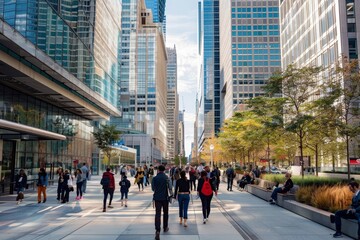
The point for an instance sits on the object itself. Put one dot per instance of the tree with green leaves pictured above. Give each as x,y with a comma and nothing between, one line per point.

-*-*-

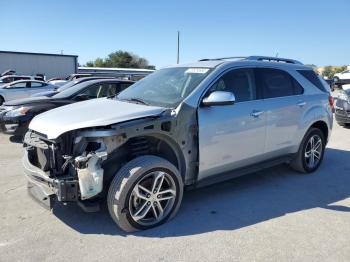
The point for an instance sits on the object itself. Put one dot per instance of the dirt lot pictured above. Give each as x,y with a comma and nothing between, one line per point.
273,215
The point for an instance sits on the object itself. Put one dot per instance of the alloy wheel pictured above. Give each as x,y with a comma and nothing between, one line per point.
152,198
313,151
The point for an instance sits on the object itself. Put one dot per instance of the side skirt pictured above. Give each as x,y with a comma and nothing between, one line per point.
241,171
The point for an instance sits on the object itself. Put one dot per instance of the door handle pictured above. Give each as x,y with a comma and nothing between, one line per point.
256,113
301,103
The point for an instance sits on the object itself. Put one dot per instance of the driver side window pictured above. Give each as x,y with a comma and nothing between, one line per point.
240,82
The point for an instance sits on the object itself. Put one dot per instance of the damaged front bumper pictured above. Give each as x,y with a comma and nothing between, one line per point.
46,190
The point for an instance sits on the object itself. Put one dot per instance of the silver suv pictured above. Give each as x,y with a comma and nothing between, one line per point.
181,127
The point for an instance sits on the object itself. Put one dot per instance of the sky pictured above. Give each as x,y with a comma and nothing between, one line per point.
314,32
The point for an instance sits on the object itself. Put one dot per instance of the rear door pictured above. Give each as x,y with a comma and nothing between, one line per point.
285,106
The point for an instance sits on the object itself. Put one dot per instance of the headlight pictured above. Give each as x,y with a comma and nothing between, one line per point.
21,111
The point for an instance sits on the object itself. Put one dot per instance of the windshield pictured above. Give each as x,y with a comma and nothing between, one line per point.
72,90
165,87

-*-*-

ZADANIE DO WYKONANIA: Ustal, w ilu wierszach powyższego materiału występuje ciąg „side”, przy czym wielkość liter ma znaczenie. Podaj wyłącznie tę liczbę.

ODPOWIEDŹ NA ZADANIE: 2